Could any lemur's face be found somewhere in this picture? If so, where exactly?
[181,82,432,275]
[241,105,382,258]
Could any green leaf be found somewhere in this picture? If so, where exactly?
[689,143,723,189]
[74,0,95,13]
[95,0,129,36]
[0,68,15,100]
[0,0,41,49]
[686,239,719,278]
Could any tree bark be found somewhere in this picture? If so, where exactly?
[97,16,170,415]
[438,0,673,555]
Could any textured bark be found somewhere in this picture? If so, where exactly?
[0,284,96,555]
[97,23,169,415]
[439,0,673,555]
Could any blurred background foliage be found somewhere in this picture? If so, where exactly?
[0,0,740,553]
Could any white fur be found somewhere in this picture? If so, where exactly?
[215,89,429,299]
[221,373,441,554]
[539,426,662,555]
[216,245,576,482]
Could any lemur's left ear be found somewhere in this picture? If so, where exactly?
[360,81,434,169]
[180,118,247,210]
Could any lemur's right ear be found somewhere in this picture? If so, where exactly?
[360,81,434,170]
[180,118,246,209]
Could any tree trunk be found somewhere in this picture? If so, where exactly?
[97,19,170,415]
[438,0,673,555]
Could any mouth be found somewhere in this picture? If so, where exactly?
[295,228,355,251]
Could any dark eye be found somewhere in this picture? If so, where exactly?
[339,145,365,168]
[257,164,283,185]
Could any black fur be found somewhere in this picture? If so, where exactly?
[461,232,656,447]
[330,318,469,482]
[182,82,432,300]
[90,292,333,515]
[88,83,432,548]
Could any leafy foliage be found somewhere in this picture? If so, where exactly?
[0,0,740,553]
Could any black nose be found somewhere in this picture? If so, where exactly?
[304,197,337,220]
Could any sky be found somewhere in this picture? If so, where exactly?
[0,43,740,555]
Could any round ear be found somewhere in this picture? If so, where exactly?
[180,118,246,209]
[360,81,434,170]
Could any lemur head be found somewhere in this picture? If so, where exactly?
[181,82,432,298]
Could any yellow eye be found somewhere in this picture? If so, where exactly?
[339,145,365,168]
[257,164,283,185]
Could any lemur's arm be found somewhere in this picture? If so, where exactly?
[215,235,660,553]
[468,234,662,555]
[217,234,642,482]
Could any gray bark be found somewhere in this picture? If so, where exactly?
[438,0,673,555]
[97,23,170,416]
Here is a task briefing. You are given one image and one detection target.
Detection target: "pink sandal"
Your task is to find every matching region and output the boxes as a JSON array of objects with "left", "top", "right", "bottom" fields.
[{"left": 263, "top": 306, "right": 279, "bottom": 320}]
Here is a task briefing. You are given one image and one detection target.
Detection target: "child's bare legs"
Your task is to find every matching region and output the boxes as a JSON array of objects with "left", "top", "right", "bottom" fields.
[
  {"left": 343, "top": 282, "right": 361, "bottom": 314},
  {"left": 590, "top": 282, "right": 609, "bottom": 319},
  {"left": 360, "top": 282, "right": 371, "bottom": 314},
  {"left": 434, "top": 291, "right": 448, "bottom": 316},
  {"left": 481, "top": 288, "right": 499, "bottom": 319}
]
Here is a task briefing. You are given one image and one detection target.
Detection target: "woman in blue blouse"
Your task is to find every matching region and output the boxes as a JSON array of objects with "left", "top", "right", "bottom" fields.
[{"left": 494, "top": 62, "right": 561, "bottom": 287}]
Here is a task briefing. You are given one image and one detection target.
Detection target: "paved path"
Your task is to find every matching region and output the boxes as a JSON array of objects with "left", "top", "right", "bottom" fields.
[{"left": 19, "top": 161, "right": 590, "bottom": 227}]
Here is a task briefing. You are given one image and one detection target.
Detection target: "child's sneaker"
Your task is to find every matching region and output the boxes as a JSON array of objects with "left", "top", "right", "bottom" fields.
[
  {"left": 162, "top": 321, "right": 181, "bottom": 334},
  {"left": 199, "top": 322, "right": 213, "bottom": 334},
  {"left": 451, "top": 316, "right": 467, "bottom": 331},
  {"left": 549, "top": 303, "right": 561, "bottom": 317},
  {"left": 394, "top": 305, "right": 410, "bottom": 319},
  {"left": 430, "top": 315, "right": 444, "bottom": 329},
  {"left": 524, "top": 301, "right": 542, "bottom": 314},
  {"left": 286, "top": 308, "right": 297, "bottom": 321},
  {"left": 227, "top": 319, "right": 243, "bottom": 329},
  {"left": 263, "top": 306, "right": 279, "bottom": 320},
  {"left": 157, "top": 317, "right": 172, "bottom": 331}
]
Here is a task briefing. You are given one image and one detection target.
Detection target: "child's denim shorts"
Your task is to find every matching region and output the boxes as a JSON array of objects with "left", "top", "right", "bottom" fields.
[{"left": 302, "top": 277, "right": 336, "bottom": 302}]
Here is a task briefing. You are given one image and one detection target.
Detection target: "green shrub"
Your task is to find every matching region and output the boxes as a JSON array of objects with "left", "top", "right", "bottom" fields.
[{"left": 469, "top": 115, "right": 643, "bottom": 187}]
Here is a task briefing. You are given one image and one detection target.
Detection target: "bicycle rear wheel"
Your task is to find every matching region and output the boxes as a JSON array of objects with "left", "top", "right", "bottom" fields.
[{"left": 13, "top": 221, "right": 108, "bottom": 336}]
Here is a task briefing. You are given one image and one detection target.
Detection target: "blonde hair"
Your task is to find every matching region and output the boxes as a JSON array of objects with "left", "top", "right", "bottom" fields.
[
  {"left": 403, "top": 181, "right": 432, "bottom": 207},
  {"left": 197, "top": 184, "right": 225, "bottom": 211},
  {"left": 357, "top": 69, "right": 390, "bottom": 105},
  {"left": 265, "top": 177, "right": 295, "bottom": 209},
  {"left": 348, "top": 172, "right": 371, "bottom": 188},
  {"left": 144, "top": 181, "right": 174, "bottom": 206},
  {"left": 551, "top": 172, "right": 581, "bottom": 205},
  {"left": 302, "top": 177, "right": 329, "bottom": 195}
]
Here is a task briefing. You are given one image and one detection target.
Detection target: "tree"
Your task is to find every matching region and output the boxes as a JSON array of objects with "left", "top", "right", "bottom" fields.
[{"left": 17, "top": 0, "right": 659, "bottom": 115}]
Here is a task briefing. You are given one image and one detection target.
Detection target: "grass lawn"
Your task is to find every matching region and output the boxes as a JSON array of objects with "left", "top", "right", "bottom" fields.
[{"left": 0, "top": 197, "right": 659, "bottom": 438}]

> [What needs to be done] Which lines in the records above contain the string "bark", matching case exactly? Show each such line in full.

> [Finished answer]
Could any tree bark be found somewhere in this picture? If so, where exactly?
Could any textured bark be found somewhere in this picture? If so, where exactly?
Could any gray bark be found somewhere in this picture? If so, where exactly?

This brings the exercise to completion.